What this task involves. Render every line of the records below as a Markdown table with the columns Line No. and Text, skipping blank lines and leaving out the pictures.

Data supplied.
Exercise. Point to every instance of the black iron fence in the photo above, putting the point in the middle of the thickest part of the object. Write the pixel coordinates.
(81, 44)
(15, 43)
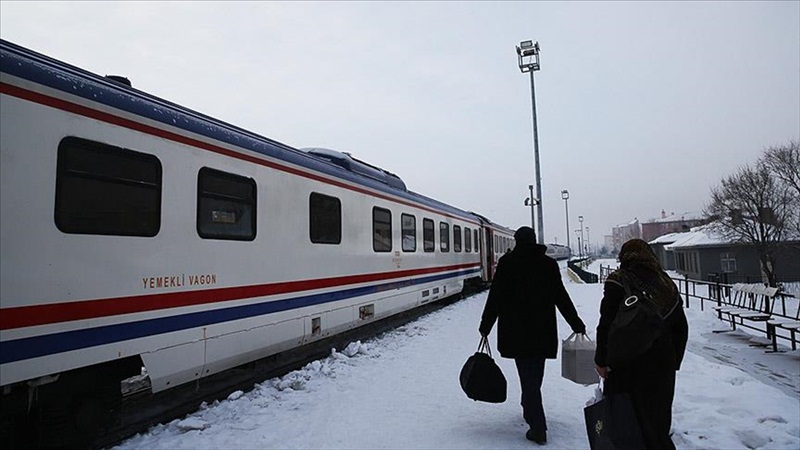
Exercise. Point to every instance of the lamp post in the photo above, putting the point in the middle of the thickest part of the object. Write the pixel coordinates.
(528, 60)
(588, 242)
(532, 201)
(565, 197)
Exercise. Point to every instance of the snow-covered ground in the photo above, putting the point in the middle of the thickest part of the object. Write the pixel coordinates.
(401, 391)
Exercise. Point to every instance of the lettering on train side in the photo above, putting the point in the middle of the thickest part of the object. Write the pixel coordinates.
(177, 281)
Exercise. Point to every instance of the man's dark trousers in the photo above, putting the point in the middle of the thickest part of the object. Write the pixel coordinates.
(531, 373)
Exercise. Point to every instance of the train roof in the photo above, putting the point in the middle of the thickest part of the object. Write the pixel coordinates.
(113, 91)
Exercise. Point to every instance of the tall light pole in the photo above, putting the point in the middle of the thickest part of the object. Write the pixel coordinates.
(532, 201)
(528, 59)
(588, 241)
(565, 197)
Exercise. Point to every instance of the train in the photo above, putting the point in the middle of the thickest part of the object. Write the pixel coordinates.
(142, 238)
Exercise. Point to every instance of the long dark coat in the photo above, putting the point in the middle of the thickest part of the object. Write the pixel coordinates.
(525, 292)
(650, 378)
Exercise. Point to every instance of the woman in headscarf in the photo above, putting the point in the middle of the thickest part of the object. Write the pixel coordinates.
(649, 378)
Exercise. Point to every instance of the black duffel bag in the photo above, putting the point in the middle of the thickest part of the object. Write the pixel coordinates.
(481, 378)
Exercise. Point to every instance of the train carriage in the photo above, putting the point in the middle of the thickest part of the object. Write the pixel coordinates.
(138, 233)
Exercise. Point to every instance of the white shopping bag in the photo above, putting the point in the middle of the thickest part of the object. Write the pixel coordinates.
(577, 359)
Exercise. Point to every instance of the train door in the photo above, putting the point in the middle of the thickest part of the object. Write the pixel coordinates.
(488, 256)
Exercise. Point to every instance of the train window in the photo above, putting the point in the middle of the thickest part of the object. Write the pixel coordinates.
(101, 189)
(325, 219)
(226, 206)
(428, 236)
(444, 237)
(381, 230)
(408, 231)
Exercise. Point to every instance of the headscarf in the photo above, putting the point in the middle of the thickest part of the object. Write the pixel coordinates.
(637, 261)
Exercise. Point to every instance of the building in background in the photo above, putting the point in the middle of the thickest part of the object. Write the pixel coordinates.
(623, 233)
(672, 223)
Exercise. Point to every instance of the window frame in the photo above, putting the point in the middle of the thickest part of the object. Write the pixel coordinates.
(325, 234)
(384, 240)
(248, 201)
(444, 237)
(410, 232)
(81, 192)
(428, 235)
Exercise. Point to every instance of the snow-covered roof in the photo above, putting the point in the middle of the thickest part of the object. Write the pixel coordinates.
(691, 215)
(667, 238)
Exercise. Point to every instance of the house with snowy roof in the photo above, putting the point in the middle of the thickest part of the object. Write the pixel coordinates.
(701, 254)
(672, 223)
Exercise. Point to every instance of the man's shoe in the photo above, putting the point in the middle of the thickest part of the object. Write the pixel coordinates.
(538, 437)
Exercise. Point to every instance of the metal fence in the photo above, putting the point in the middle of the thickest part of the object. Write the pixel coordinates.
(702, 294)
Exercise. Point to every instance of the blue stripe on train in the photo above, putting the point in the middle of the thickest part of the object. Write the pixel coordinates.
(37, 346)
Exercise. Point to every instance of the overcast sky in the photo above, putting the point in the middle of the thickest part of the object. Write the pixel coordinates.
(642, 106)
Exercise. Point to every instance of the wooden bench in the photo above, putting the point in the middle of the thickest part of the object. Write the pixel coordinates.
(749, 302)
(791, 323)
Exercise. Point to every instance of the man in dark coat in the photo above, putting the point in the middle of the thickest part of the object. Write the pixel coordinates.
(525, 292)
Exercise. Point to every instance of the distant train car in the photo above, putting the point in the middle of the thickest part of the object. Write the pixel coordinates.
(138, 233)
(558, 252)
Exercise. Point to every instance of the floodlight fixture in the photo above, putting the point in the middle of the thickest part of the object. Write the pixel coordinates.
(565, 197)
(528, 59)
(528, 56)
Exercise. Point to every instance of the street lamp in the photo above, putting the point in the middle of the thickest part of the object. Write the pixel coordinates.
(588, 242)
(565, 197)
(531, 201)
(580, 249)
(528, 60)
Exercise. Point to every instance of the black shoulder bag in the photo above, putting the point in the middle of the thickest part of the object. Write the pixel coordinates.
(481, 378)
(637, 325)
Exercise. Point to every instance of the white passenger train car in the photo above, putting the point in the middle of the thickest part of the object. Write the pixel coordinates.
(136, 232)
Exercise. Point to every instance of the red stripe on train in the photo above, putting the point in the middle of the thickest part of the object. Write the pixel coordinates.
(85, 111)
(26, 316)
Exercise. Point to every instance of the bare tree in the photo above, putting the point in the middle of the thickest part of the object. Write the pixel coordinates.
(754, 206)
(784, 163)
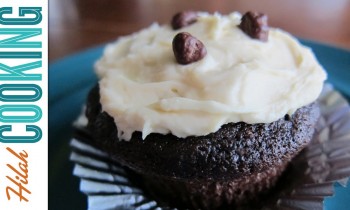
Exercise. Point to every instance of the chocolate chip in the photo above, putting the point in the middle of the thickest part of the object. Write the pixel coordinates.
(255, 25)
(188, 49)
(183, 19)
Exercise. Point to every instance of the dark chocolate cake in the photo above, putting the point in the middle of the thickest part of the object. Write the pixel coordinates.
(228, 167)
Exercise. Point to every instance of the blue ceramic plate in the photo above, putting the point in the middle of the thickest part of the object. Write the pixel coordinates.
(71, 78)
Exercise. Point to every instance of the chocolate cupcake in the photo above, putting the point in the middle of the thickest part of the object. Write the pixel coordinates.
(207, 113)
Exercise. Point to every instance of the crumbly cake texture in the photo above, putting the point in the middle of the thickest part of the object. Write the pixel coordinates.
(236, 150)
(184, 159)
(232, 166)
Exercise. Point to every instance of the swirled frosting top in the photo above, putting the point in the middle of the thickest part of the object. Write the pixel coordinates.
(240, 79)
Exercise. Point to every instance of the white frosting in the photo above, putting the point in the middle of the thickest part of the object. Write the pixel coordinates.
(240, 79)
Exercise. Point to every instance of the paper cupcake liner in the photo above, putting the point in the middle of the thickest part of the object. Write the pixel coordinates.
(308, 180)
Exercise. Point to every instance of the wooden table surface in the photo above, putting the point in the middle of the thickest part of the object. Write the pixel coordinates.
(76, 25)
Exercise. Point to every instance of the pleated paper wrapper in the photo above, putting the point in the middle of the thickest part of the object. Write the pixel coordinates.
(311, 175)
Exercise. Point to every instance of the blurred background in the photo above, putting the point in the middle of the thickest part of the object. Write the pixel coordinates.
(76, 25)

Complete response.
| Line No. | Text |
|---|---|
| 1 | Exercise. Point to every instance of the black iron fence in the photo above, putting the point in the middle of the thickest part of the object. Write the pixel coordinates. |
| 2 | (81, 44) |
| 3 | (15, 43) |
| 4 | Exercise. Point to every instance of the lamp post in the photo above, putting the point in the middle of the thickest part of the object. Write the pixel coordinates. |
| 5 | (528, 60) |
| 6 | (588, 242) |
| 7 | (532, 201) |
| 8 | (565, 197) |
| 9 | Exercise. Point to every instance of the snow-covered ground in the photo above, putting the point in the middle of the thickest part of the object. Write the pixel coordinates. |
| 10 | (401, 391) |
| 11 | Exercise. Point to every instance of the lettering on train side in the photo above, putting the point in the middle of the thickest part of the object. Write the pixel coordinates. |
| 12 | (177, 281) |
| 13 | Exercise. Point to every instance of the man's dark trousers in the photo above, putting the point in the middle of the thickest part of the object. Write the pixel coordinates. |
| 14 | (531, 373) |
| 15 | Exercise. Point to every instance of the train roof in the photo above, putting the point in the middle of the thickest part of the object. Write the pixel coordinates. |
| 16 | (113, 91) |
| 17 | Exercise. Point to every instance of the tall light pole in the photo above, putting the point in the middle of the thickest part of the object. Write the pixel coordinates. |
| 18 | (532, 201) |
| 19 | (528, 59) |
| 20 | (588, 241) |
| 21 | (565, 197) |
| 22 | Exercise. Point to every instance of the train in the photo above, putting the point in the middle of the thickest part of the object. Write the pixel coordinates. |
| 23 | (142, 238) |
| 24 | Exercise. Point to every instance of the long dark coat in the photo above, putting the point in the middle of the thickest part of the object. Write the pixel coordinates. |
| 25 | (525, 292) |
| 26 | (650, 378) |
| 27 | Exercise. Point to every instance of the woman in headscarf in the photo above, putting the point in the middle of the thickest part of the object. Write the pixel coordinates. |
| 28 | (649, 378) |
| 29 | Exercise. Point to every instance of the black duffel bag in the photo above, putting the point in the middle of the thickest part of the object. Write the pixel coordinates. |
| 30 | (481, 378) |
| 31 | Exercise. Point to every instance of the train carriage in the photo above, putting the point in the middle of the thickest part of the object. Write the pixel coordinates. |
| 32 | (138, 233) |
| 33 | Exercise. Point to every instance of the white shopping bag in the photo above, putting the point in the middle of the thickest part of the object. Write the pixel coordinates. |
| 34 | (577, 359) |
| 35 | Exercise. Point to every instance of the train door in the photo above, putting the point in the middle of the thickest part of the object. Write the pixel coordinates. |
| 36 | (488, 256) |
| 37 | Exercise. Point to every instance of the train window in the photo above, putting the point in the middle of the thickest part of the object. Write the pixel coordinates. |
| 38 | (101, 189) |
| 39 | (325, 219) |
| 40 | (226, 206) |
| 41 | (428, 236) |
| 42 | (444, 237) |
| 43 | (381, 230) |
| 44 | (408, 231) |
| 45 | Exercise. Point to every instance of the headscarf in the photo above, putting the point in the middle of the thickest part of the object. Write the pixel coordinates. |
| 46 | (637, 261) |
| 47 | Exercise. Point to every instance of the building in background in the photo above, putting the point in the middle of the thickest part of the object. Write the pixel coordinates. |
| 48 | (623, 233) |
| 49 | (672, 223) |
| 50 | Exercise. Point to every instance of the window frame in the photo above, putting the point in the middle of the thickest part of the object. Write the pixel coordinates. |
| 51 | (325, 234) |
| 52 | (384, 240) |
| 53 | (248, 201) |
| 54 | (444, 237) |
| 55 | (410, 232) |
| 56 | (81, 192) |
| 57 | (428, 235) |
| 58 | Exercise. Point to every instance of the snow-covered roof in the photo above, putting the point in the middle of the thickest part of the object. Write the pixel coordinates. |
| 59 | (691, 215) |
| 60 | (667, 238) |
| 61 | Exercise. Point to every instance of the house with snowy roof in the photo above, putting the point in the middle of the thickest part of the object. Write the pixel coordinates. |
| 62 | (701, 254) |
| 63 | (672, 223) |
| 64 | Exercise. Point to every instance of the man's shoe in the photo above, putting the point in the middle of the thickest part of the object. Write the pixel coordinates. |
| 65 | (538, 437) |
| 66 | Exercise. Point to every instance of the metal fence in the photo above, putting the point in the middle of the thickest part of the object. Write the pixel coordinates. |
| 67 | (702, 294) |
| 68 | Exercise. Point to every instance of the blue stripe on train in the photo above, putting the point in the middle of the thickest part of the object. Write the pixel coordinates. |
| 69 | (37, 346) |
| 70 | Exercise. Point to every instance of the overcast sky in the photo above, putting the point in the middle of the thickest part of the object. Write the pixel coordinates. |
| 71 | (642, 106) |
| 72 | Exercise. Point to every instance of the wooden bench in the photo above, putting the point in the middle of the thickest part of the object. Write the pixel coordinates. |
| 73 | (749, 302) |
| 74 | (791, 323) |
| 75 | Exercise. Point to every instance of the man in dark coat in the photo above, putting the point in the middle of the thickest part of the object. Write the pixel coordinates. |
| 76 | (525, 292) |
| 77 | Exercise. Point to every instance of the distant train car in the photo above, putting the point in the middle of the thickest part of the object. Write the pixel coordinates. |
| 78 | (138, 233) |
| 79 | (558, 252) |
| 80 | Exercise. Point to every instance of the floodlight fixture in the photo above, putting the point in the middle of the thickest part of the object. Write the pixel coordinates. |
| 81 | (565, 197) |
| 82 | (528, 59) |
| 83 | (528, 56) |
| 84 | Exercise. Point to every instance of the street lamp in the photo above, putting the point in the middle of the thickest part of the object. Write the pixel coordinates. |
| 85 | (588, 242) |
| 86 | (565, 197) |
| 87 | (531, 201) |
| 88 | (580, 249) |
| 89 | (528, 60) |
| 90 | Exercise. Point to every instance of the black shoulder bag in the photo above, putting the point in the middle of the thickest part of the object. Write the pixel coordinates. |
| 91 | (481, 378) |
| 92 | (637, 325) |
| 93 | Exercise. Point to every instance of the white passenger train car in the photo above, putting the point in the middle of the thickest part of the object. Write the pixel coordinates. |
| 94 | (136, 232) |
| 95 | Exercise. Point to every instance of the red stripe on train in the photo above, putting the point in the middle of the thickest part of the object. Write the pixel coordinates. |
| 96 | (85, 111) |
| 97 | (26, 316) |
| 98 | Exercise. Point to every instance of the bare tree in the photo above, putting the point in the middle of the thickest part of the object. Write the pixel coordinates. |
| 99 | (754, 206) |
| 100 | (784, 163) |
| 101 | Exercise. Point to every instance of the chocolate chip in the photo above, putting the point in the middle of the thickest part of the object. Write the pixel coordinates. |
| 102 | (255, 25) |
| 103 | (188, 49) |
| 104 | (183, 19) |
| 105 | Exercise. Point to every instance of the dark chocolate cake in the photo above, putting the point in the middle of the thickest part of the object. Write the pixel coordinates. |
| 106 | (228, 167) |
| 107 | Exercise. Point to every instance of the blue ceramic plate in the photo above, putting the point in the middle of the thickest part of the object. Write the pixel coordinates. |
| 108 | (71, 78) |
| 109 | Exercise. Point to every instance of the chocolate cupcake in the photo above, putting the point in the middle of the thickest part of the object. Write the pixel coordinates. |
| 110 | (207, 113) |
| 111 | Exercise. Point to every instance of the crumbly cake texture in the photo above, putting the point in the middle of the thickest part of the object. Write the pixel coordinates. |
| 112 | (236, 150) |
| 113 | (184, 159) |
| 114 | (232, 166) |
| 115 | Exercise. Point to every instance of the swirled frosting top in the photo above, putting the point in the middle of the thickest part of the object. Write the pixel coordinates. |
| 116 | (240, 79) |
| 117 | Exercise. Point to every instance of the white frosting in the photo above, putting the point in the middle of the thickest part of the object. Write the pixel coordinates. |
| 118 | (240, 79) |
| 119 | Exercise. Point to every instance of the paper cupcake liner in the photo above, putting the point in the middle of the thickest part of the object. Write the pixel coordinates. |
| 120 | (308, 180) |
| 121 | Exercise. Point to every instance of the wooden table surface in the photo above, putting the point in the middle of the thickest part of the object. Write the pixel coordinates. |
| 122 | (76, 25) |
| 123 | Exercise. Point to every instance of the pleated paper wrapper in the photo above, putting the point in the middle of the thickest part of the object. Write the pixel coordinates. |
| 124 | (311, 175) |
| 125 | Exercise. Point to every instance of the blurred background in the photo above, putting the point in the middle of the thickest part of the object. Write the pixel coordinates. |
| 126 | (76, 25) |